▸ WORK TO BE COMPLETED: Using the listing below, set down exactly the lines starting at the line that contains "and white striped" and ending at the line that contains "wearing number 9", both included, and no others.
# # # # # # #
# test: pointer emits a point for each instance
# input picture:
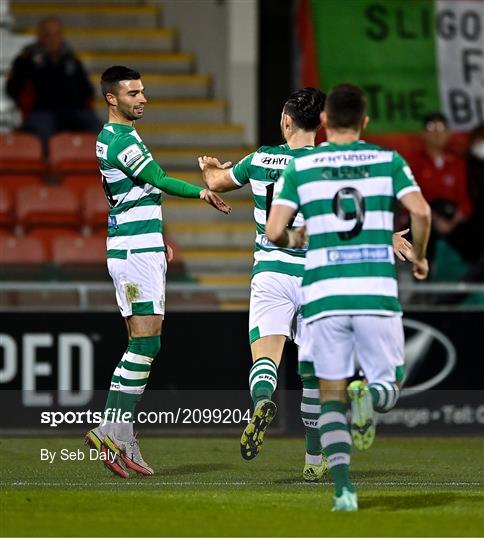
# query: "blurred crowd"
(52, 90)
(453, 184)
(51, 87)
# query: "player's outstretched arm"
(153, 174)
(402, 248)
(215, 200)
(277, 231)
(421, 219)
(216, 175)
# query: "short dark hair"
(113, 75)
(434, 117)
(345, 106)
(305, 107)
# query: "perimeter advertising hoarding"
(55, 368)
# # # # # # #
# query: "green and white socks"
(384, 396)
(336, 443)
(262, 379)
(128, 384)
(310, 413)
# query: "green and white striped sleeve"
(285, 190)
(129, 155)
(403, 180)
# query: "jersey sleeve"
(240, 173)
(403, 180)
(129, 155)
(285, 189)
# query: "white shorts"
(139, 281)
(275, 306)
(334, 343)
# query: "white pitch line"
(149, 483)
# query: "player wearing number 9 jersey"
# # # # # # #
▸ REPLY:
# query: "green and white striped sleeve"
(285, 190)
(129, 155)
(403, 180)
# query: "jersey sleeve"
(240, 173)
(403, 180)
(129, 155)
(285, 189)
# query: "white shorts"
(139, 281)
(275, 306)
(334, 343)
# query: "white pitch line"
(149, 483)
# query: "player wearing number 9 jersey"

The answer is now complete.